**Set task:**
Copy out every line from the one containing "compact form (31,392)." down to the end of the data, both included, and add 86 to each coordinate in the answers.

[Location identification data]
>> Begin

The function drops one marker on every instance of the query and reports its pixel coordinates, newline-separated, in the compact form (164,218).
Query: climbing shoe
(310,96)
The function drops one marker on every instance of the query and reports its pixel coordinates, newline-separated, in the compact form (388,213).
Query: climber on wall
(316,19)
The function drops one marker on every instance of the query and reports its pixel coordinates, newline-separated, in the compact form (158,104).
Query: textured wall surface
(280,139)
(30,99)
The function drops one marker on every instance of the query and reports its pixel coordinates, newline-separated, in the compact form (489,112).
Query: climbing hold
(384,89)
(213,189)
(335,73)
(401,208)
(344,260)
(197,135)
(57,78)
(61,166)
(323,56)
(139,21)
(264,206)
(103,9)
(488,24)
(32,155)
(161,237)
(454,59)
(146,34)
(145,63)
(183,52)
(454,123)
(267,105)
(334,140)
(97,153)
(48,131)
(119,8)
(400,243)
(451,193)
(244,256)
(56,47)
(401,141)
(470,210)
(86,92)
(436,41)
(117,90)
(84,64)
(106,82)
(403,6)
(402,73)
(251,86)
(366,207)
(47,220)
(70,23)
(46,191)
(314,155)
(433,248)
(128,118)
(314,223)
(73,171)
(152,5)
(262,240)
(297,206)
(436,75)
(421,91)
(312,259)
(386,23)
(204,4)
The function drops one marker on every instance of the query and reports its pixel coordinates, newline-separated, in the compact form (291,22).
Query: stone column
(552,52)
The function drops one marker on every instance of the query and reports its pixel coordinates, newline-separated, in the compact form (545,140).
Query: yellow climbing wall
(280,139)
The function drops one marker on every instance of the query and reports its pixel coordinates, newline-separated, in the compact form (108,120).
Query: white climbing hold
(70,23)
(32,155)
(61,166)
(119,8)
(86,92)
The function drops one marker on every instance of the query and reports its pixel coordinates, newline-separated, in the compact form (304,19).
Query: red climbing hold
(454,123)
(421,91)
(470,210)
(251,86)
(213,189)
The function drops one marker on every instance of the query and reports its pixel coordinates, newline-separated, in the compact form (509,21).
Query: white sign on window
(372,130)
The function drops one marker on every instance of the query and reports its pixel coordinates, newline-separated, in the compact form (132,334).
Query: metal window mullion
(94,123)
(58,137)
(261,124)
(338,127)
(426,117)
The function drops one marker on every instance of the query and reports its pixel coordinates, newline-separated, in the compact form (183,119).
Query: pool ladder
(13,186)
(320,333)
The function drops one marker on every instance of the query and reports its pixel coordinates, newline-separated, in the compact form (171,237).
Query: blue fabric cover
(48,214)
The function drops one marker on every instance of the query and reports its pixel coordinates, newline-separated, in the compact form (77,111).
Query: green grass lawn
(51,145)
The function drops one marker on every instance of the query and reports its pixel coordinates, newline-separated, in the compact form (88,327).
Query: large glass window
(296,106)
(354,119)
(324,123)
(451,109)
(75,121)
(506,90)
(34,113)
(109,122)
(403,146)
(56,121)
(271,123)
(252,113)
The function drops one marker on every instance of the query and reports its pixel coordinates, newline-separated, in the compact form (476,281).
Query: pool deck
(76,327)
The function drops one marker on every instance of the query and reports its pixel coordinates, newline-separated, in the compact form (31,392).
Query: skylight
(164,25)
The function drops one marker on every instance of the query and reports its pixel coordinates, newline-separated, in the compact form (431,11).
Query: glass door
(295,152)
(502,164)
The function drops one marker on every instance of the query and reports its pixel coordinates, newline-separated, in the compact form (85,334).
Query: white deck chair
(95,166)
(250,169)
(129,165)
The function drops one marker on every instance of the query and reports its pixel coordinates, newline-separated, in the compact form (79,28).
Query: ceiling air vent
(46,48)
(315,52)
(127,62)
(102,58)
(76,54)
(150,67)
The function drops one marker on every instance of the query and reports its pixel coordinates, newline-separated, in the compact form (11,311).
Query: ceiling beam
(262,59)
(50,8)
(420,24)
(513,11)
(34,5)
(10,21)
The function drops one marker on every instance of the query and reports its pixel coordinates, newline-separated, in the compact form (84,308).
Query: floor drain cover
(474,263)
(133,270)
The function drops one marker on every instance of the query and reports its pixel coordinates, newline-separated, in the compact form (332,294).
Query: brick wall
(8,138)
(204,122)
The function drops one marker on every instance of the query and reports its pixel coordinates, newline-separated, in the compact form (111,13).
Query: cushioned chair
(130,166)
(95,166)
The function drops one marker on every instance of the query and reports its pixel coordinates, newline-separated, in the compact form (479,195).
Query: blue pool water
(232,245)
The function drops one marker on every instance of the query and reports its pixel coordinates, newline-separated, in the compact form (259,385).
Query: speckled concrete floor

>> End

**Exercise solution:**
The function drops one marker on every instance of the query and reports its pixel coordinates, newline-separated, in the compact form (31,392).
Query: skylight
(250,111)
The function drops one marker on every instance of the query and reports its pixel coordinates, newline-separated, in the compact form (431,11).
Query: glass door
(381,238)
(588,250)
The function drops one marker on every instance of the query and reports its pixel coordinates, newline-separated, in the compact form (85,334).
Query: white deck chair
(181,252)
(336,255)
(215,251)
The function drops one marker on every instance of the query and reports its pixel coordinates, newline-separated, in the compact form (79,28).
Query: ceiling air vent
(132,134)
(401,138)
(213,148)
(188,144)
(162,140)
(236,153)
The function drops one marker on every instance of the query and reports its pixel coordinates, newline-separated, in the compact form (11,311).
Query: ceiling beam
(348,145)
(136,94)
(506,110)
(599,97)
(120,91)
(96,107)
The function drops one marker on every instance of the query and reports its pixel coordinates, newline-separated, in the compact form (84,308).
Query: floor drain cover
(560,349)
(219,356)
The function drops one marker on every instance of the query and reports its pixel coordinates, newline-separated, in the compact form (332,294).
Query: brick wall
(94,224)
(290,208)
The function drops one marker on every instance of the query and reports its pixel coordinates, newline-separated, in the compact form (111,13).
Query: cushioned chair
(216,252)
(181,252)
The function drops one marker on every instance of the query and reports its pixel coordinates, newline-separated, in the compact form (479,195).
Query: blue pool water
(318,331)
The function drops one marker on every instance of the query and reports its pixel coordinates, newline-separated, in the compact form (259,385).
Query: speckled concrete floor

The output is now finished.